Task goal ▸ Copy out all of the entries below, changing "place one marker" to "put a single point" wherever it occurs and leaving everything else as it is.

Records to process ▸
= = = =
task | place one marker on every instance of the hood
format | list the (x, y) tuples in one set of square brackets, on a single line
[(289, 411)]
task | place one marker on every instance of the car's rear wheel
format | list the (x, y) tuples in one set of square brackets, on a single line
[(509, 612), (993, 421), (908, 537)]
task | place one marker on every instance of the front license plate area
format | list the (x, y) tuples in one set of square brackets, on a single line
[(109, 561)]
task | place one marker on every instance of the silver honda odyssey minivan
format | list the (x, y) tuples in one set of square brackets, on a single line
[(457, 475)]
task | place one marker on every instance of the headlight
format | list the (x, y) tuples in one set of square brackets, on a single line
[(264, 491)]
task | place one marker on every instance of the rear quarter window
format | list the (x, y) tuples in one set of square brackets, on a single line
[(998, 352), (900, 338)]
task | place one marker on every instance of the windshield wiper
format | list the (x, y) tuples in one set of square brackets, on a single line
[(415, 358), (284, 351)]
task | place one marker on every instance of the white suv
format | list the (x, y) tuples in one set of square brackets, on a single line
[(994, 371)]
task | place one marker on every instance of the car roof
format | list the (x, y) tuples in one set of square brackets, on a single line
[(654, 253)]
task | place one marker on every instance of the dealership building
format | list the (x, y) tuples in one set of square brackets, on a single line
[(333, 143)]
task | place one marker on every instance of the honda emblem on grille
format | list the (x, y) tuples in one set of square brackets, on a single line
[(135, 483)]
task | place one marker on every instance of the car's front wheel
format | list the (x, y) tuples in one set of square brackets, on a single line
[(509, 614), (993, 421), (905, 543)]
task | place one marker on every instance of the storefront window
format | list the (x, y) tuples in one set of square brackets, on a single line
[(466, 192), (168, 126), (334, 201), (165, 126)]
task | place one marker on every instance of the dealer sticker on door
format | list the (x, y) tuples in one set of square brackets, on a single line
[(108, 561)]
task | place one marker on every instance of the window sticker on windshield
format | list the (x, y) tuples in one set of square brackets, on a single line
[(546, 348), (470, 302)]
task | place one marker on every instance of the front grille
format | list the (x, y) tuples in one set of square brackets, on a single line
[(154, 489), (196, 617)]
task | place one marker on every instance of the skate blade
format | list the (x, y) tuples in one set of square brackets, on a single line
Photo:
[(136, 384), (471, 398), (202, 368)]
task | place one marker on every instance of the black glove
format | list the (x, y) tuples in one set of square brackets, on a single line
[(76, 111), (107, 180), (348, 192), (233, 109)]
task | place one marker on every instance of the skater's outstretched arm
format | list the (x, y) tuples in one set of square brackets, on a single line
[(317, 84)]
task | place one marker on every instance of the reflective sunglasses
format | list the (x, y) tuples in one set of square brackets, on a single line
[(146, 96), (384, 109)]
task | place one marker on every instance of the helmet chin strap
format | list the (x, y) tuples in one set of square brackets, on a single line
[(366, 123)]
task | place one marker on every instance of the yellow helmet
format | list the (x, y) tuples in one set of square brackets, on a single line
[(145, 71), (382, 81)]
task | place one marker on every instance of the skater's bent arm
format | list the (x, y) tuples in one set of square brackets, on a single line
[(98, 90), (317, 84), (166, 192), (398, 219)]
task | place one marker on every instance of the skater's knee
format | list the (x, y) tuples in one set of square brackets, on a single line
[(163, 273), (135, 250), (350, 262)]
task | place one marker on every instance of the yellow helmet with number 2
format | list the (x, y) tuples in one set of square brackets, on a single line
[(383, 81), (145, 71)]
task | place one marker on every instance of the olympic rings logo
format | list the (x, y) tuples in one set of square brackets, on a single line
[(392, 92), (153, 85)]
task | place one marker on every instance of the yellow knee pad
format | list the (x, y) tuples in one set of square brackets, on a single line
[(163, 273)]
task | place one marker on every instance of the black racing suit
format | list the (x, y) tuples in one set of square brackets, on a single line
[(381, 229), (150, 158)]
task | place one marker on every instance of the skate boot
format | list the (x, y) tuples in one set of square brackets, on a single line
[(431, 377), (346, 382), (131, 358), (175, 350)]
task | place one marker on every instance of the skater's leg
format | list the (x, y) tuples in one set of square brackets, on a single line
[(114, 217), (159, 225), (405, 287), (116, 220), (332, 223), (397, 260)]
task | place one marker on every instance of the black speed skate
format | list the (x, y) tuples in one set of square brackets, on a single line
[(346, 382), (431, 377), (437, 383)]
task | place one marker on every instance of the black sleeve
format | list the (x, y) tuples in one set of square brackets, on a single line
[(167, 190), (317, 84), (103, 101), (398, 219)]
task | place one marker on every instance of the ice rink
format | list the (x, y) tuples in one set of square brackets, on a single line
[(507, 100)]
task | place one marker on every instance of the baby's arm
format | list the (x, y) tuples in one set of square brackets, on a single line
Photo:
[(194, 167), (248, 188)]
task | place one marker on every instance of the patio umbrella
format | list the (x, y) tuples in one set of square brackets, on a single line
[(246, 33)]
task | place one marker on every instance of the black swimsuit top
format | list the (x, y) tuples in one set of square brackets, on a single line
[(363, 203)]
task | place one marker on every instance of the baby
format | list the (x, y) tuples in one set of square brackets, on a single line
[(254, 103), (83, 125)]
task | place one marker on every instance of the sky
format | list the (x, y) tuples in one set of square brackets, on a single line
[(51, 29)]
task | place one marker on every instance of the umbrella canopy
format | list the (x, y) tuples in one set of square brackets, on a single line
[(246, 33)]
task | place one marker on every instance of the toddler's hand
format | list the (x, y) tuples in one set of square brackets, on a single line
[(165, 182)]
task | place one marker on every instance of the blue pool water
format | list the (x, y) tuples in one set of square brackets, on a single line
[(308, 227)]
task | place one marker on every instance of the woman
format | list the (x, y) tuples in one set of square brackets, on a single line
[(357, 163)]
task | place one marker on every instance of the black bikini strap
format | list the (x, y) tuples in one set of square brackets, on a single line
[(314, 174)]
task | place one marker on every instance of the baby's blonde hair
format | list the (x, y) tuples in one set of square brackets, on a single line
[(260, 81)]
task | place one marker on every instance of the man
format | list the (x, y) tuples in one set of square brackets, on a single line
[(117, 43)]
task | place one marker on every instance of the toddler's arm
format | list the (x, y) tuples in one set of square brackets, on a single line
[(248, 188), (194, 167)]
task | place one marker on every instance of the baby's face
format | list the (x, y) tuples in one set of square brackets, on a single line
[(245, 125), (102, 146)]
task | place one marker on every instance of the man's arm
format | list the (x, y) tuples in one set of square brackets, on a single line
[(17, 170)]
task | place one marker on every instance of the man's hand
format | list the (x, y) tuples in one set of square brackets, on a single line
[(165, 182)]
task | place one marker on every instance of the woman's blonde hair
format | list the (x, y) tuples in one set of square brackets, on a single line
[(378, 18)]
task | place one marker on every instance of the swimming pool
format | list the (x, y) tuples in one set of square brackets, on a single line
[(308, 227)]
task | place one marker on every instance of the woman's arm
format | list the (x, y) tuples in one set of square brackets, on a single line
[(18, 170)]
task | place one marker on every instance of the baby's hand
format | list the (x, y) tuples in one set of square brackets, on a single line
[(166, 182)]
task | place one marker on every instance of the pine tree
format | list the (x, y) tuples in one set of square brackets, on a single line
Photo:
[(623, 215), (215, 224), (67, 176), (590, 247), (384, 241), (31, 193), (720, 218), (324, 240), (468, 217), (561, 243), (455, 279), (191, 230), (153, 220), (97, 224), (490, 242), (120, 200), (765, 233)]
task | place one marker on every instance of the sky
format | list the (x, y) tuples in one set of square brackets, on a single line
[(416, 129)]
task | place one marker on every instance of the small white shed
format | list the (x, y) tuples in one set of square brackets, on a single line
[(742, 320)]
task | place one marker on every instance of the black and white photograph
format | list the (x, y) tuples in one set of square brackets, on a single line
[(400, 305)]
= = = =
Reply to the exercise ▸
task | put a single point on every instance of the hood
format | list the (x, y) tuples in one set of square brackets, on a single line
[(289, 411)]
task | put a single point on every instance of the car's rear wheel
format | list the (x, y) tuples in one set of square brackets, on a single line
[(509, 612), (993, 421), (908, 537)]
task | put a single point on every instance of the front license plate area
format | list the (x, y) tuples in one set of square brackets, on a single line
[(109, 561)]
task | put a single point on every instance of the silver honda odyssey minivan
format | list the (x, y) tuples in one set of square brackets, on a single line
[(457, 475)]
task | put a single point on every instance of the headlight
format | list the (x, y) tuples in one set of square brackets, on a single line
[(264, 491)]
task | put a single point on every instance of the rear quarter window
format | list the (x, y) tuples in one set of square brackets, on a single line
[(998, 352), (900, 338)]
task | put a single point on every instance of the windshield wiper
format | list the (x, y) tuples in one set of square brackets, on a single line
[(415, 358), (284, 351)]
task | put a single point on every instance of the white suv
format | list the (x, y) tuples in one set of square brackets, on a single line
[(994, 371)]
task | put a single point on every instance of the car roof
format | list the (x, y) tuples in one set of square brackets, on a single line
[(654, 253)]
task | put a single point on every instance of the dealership building
format | list the (x, y) tuples in one set of square brackets, on a single line
[(333, 143)]
task | put a single point on every instance of the honda emblem on grille
format | list the (x, y) tuples in one set of square brackets, on a single line
[(135, 483)]
task | put a single point on every instance of the car's front wheel
format | list the (x, y) tuples in one set of square brackets, on a single line
[(509, 614), (993, 421), (905, 543)]
task | put a single point on every instance of the storefront window
format | list the (x, y) tuples in one set of square brackets, on a single line
[(466, 192), (168, 126), (334, 201), (165, 126)]
task | put a single point on every instance of the dealer sticker on door
format | list the (x, y) tuples in one set of square brackets, on a single line
[(108, 561)]
task | put a single point on every instance of the window sticker on windshield
format | list the (x, y) tuples in one set of square brackets, on a single line
[(546, 348), (470, 302)]
task | put a single point on every instance of the front grille
format | list the (x, y) tuples in one set of square brackets, on a single line
[(154, 489), (196, 617)]
task | put a single point on every instance of the skate blade
format | list the (x, y) tuples in one set of square brackets, on a single line
Photo:
[(136, 384), (471, 398), (202, 368)]
task | put a single point on every instance of the black glove
format | list the (x, y) tuples in one set of square brackets, on a single line
[(76, 111), (107, 180), (348, 192), (233, 109)]
task | put a single point on every instance of the skater's outstretched arm
format | list the (x, y) tuples in one set of square brackets, on a single line
[(317, 84)]
task | put a single point on every instance of the reflective sunglasses
format | list the (x, y) tuples in one set of square brackets, on a single line
[(146, 96), (384, 109)]
task | put a single point on every instance of the helmet chin strap
format | list the (x, y) tuples in one set of square brackets, on a single line
[(366, 123)]
task | put a single point on every instance of the yellow helmet
format | list the (x, y) tuples in one set of square brackets, on a single line
[(145, 71), (382, 81)]
task | put a single point on every instance of the skater's bent arm
format | list the (x, y) tuples in one set of square brackets, on a single line
[(98, 90), (317, 84), (166, 192), (398, 219)]
task | put a single point on every instance of the skater's knee
format | list the (x, y) tuples in one set of square brackets, on a single line
[(163, 273), (135, 250), (350, 262)]
task | put a single point on every instance of the yellow helmet with number 2
format | list the (x, y) tuples in one set of square brackets, on a single line
[(383, 81), (145, 71)]
task | put a single point on every instance of the olympic rings logo
format | list the (x, y) tuples in one set of square brackets, on a single line
[(392, 92), (153, 85)]
task | put a single point on every instance of the yellow knee pad
format | list the (x, y) tuples in one set of square brackets, on a single line
[(163, 273)]
task | put a single point on every instance of the black racing suit
format | list the (x, y) tuples in one set of square brackets, on a single line
[(381, 229), (150, 158)]
task | put a single point on every instance of the skate boot
format | list the (x, y) tuples in one set of square brackets, on a single line
[(431, 377), (346, 382), (131, 358), (175, 350)]
task | put a single point on every instance of the skater's leg
format | list the (x, y) tuples in one set of square brackets, on a single line
[(114, 217), (159, 225), (405, 287), (116, 220), (332, 223), (397, 260)]
task | put a single point on every instance of the black speed skate
format | list the (x, y) tuples in one set of square brackets, on a single line
[(346, 382), (431, 377), (437, 383)]
task | put a single point on every instance of the black sleeve
format | list the (x, y) tuples in one set of square brackets, on a single line
[(167, 190), (317, 84), (103, 101), (398, 219)]
task | put a single point on every instance of the ice rink
format | list the (x, y) tuples in one set of square brackets, on a single line
[(507, 100)]
task | put a single point on every instance of the baby's arm
format | list the (x, y) tuples in one set of square brackets, on a single line
Photo:
[(194, 167), (248, 188)]
task | put a single point on every instance of the patio umbrella
format | list the (x, y) tuples in one set of square brackets, on a single line
[(246, 33)]
task | put a single point on every instance of the black swimsuit top
format | list the (x, y) tuples in one set of square brackets, on a single line
[(363, 203)]
task | put a single point on every instance of the baby
format | list the (x, y) tuples in one set of square brackets, on a single line
[(254, 103), (83, 125)]
task | put a single point on every instance of the sky
format | list the (x, y) tuples in one set of square brackets, on a single line
[(51, 29)]
task | put a single point on every instance of the umbrella canopy
format | list the (x, y) tuples in one set of square brackets, on a single line
[(246, 33)]
task | put a single point on every instance of the toddler's hand
format | list the (x, y) tuples in one set of square brackets, on a single line
[(165, 182)]
task | put a single point on every instance of the blue pool water
format | list the (x, y) tuples in one set of square brackets, on a single line
[(308, 227)]
task | put a single point on every instance of the woman
format | list the (x, y) tuples in one set of square brackets, on a single line
[(357, 163)]
task | put a single point on every instance of the black bikini strap
format | list the (x, y) tuples in one set of square brackets, on a single line
[(314, 174)]
task | put a single point on every instance of the baby's blonde hair
format | list the (x, y) tuples in one set of square brackets, on a single line
[(260, 81)]
task | put a single point on every instance of the man
format | list the (x, y) tuples in one set of square brackets, on a single line
[(117, 43)]
task | put a single point on every instance of the toddler's arm
format | list the (x, y) tuples in one set of square brackets, on a single line
[(248, 188), (194, 167)]
task | put a single point on every instance of the baby's face
format | list the (x, y) tuples in one set of square brackets, on a single line
[(245, 125), (102, 146)]
task | put a single point on every instance of the man's arm
format | list the (x, y) tuples in one set of square brackets, on a single line
[(17, 170)]
task | put a single point on every instance of the man's hand
format | list the (x, y) tuples in one set of square brackets, on a single line
[(165, 182)]
task | put a single point on every instance of the woman's blonde hair
format | list the (x, y) tuples in one set of square brackets, on a single line
[(378, 18)]
task | put a single point on every instance of the swimming pool
format | list the (x, y) tuples in one set of square brackets, on a single line
[(308, 227)]
task | put a single point on every instance of the woman's arm
format | list the (x, y) tuples in one set of square brackets, on a single line
[(18, 170)]
task | put a single point on every instance of the baby's hand
format | list the (x, y) tuples in one set of square brackets, on a single line
[(166, 182)]
task | put a single point on every instance of the pine tree
format | list the (x, y) tuples in one set of square brackets, on a single line
Photo:
[(623, 215), (215, 224), (67, 176), (590, 247), (384, 241), (31, 193), (720, 218), (324, 240), (468, 217), (561, 243), (455, 279), (191, 230), (153, 220), (97, 224), (490, 242), (120, 200), (765, 233)]
task | put a single point on every instance of the sky
format | list the (x, y) tuples in one set of square brackets, on a single line
[(416, 129)]
task | put a single point on every instance of the small white shed
format | list the (x, y) tuples in one set of square brackets, on a single line
[(742, 320)]
task | put a single point on every instance of the black and white photograph
format | list the (x, y) tuples in one set of square brackets, on a single line
[(400, 305)]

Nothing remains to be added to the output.